= Problem =
Continue the passage below on technology for 911 centers, starting right after its final sentence.

= Source text =
And it was crazy at the time, people were like ‘no, you just can’t go. They’re employees in an enterprise.’ And our belief was if we could just get to the end users, show them better technology, that this was a technology fight and we’d be well prepared to win that one. So the simple answer to that was we launched a free tier of our product. And we said, ‘Hey, use it.’ And we felt like if our technology was side-by-side the incumbent technology, that over time they would be able to build more powerful things and that’s beared out.
And so we started that way and we got from zero to 1,000 centers across the country. It was about six of the US on our platform really, really quickly. And we built a lot of goodwill. ’cause people were like ‘Oh, actually I can do better. I’m seeing it. It’s actually working and it doesn’t go down right?’ So it’s actually credible. And so then when we came back with additional products, people took us up on that.
We’ve always liked to think of ourselves as just technology partners trying to solve problems. And so it’s not about any underlying technology necessarily. It is just like ‘What is the problem we’re trying to solve?’ Or ‘What are the problems our users are facing and how do we go about solving this?’ And now we think we should rally the business around AI ’cause it can solve a ton of problems that were unsolvable two, three years ago.
The kind of macro problems for a 911 center are two: One is that call volume’s going up, but that doesn’t necessarily mean emergencies are going up. A lot of that call volume is non-emergent. So I’d say there’s two buckets of products we offer. One is full automation. So we will take mundane things that just add burden to the call taker. This is non-emergency calls. So often cities will have a 10 digit line or 311, et cetera, where these calls route to. There’s big agencies out in California where the average hold time on non-emergency calls is 40 minutes. Nobody’s answering those calls. So oftentimes you’ll have, especially in large cities, hold times on those non-emergency calls. We reduce those hold times to zero.
And then when you’re in an emergency, there’s a lot of people limitations or gaps that people have that create challenges. I’ll give you an example. We had a call a few weeks ago where someone calls in and they’re panicked and there’s weapons on scene and they mention in a roundabout way that there is a person on site that has autism and the call taker didn’t hear that, missed it. Our transcription caught it, but they didn’t type it into the notes and they found out later. But the responder there was responding to weapons. And so when they’re knocking the door and nobody’s responding, they’re not giving any verbal cues back. They’re like, okay, I need to like go in and like figure this out. And so small details like that really have an impact.

= Record extracts =
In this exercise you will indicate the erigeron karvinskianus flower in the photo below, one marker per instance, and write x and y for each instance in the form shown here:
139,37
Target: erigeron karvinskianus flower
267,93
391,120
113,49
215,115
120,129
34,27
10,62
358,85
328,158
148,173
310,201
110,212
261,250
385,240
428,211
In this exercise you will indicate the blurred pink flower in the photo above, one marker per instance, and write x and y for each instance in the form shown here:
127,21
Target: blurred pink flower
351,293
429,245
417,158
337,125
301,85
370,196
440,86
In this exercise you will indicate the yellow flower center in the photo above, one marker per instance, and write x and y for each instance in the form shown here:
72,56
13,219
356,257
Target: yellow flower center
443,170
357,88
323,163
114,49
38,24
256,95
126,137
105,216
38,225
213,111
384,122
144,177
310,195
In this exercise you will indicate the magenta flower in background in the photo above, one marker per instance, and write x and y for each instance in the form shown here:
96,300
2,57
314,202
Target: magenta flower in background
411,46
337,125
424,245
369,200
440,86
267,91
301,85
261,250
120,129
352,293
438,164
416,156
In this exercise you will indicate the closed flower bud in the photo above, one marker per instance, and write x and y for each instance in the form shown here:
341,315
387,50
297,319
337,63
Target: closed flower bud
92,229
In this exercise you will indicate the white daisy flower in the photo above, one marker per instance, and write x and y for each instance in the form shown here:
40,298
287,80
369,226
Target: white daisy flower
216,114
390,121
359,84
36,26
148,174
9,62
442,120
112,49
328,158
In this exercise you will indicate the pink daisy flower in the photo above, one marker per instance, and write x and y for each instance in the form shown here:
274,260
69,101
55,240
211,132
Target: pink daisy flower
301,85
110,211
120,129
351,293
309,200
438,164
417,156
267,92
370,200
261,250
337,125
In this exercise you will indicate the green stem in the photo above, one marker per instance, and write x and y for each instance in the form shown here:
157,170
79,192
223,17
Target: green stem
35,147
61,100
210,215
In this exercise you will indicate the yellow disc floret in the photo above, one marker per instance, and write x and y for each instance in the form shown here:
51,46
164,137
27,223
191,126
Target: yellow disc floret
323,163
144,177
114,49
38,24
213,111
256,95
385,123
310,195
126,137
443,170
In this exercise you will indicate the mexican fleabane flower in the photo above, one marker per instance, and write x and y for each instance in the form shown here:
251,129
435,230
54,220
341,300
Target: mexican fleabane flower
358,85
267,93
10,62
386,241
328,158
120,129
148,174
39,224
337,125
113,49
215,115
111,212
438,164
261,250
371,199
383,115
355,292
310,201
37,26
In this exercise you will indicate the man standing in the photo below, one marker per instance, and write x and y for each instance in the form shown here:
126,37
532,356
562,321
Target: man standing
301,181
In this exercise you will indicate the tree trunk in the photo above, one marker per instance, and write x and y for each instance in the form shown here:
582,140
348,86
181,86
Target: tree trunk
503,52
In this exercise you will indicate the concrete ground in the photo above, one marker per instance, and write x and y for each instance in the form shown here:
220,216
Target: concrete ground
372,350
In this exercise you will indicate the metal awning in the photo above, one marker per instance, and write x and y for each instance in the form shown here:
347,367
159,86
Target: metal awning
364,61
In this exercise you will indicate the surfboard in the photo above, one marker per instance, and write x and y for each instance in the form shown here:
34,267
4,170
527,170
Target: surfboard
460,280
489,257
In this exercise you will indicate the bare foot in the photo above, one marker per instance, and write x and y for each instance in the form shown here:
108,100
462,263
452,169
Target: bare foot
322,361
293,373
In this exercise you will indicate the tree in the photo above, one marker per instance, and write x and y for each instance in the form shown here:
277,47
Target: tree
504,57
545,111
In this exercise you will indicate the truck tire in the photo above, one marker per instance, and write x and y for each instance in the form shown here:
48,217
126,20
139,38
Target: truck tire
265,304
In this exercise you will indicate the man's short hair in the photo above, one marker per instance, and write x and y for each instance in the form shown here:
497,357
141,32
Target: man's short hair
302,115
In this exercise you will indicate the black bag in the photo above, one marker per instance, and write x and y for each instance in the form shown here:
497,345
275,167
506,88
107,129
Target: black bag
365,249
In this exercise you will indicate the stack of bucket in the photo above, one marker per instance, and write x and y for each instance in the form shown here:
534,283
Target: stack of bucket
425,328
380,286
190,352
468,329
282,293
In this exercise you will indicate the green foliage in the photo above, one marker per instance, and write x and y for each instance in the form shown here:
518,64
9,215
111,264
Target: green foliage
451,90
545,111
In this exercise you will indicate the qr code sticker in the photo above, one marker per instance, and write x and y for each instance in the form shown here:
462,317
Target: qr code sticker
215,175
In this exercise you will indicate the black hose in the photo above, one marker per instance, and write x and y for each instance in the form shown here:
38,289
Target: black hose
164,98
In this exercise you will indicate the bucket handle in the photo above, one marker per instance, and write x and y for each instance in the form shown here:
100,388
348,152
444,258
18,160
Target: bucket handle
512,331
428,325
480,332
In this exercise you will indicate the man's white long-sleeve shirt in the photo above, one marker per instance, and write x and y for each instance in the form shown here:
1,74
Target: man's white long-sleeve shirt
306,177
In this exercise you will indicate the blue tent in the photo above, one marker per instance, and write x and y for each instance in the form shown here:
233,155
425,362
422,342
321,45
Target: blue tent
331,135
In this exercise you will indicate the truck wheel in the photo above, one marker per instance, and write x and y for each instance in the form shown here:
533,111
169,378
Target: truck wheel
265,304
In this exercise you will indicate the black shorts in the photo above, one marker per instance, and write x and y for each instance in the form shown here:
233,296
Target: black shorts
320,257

= Answer area =
And then there’s things like when you call or if you call and you don’t speak English, you get a dramatically different level of service than if you do. A language like Vietnamese could have a hold time of seven minutes for a human interpreter. Whereas where we come in and we just translate it. Instantly. So there’s a ton of opportunities for AI to just improve the call processing times.
You can also think of us as a co-pilot on the emergency calls. You can imagine some 911 centers, they’re given exactly what to say. But the question is: do folks say it? They really can’t answer that question. Today it’s all manual. You only have people in the back that’ll pull out calls. They’ll listen to them live. They’ll have a piece of pen and paper, and they’ll check the boxes. Did they verify the location? Did they verify the incident? And they’ll get to like 2% of the calls. Now with AI, it’s not that hard of a technical problem. It’s what was said, what ought to have been said, and then we match ’em up and now we get to 100% of calls, quality assured. And then you start to determine trends on what we’re doing well, what we’re not doing so well. You can coach those same day.
Kimberly: When you first realized this opportunity and you went to your customers, how did they receive the idea of using ai?
Michael: Yeah, it’s all been iterative. So the very first product was just transcription and translation. And so I think that was a very on fire problem. Like I said, non-English calls on average, have one to seven minute hold times, depending on the language, right. Some are much faster, Spanish is much faster, but you have hold times
Kimberly: because these are human translators you have to wait to show up.
Michael: Exactly. They’re hitting a button. It transfers to a human interpreter, and if there’s not one, they wait until that person’s there. And so that was just a very acute need. So we started there and we thought that might just be the product, right? Like, uh, you know, this is right when ChatGPT came out.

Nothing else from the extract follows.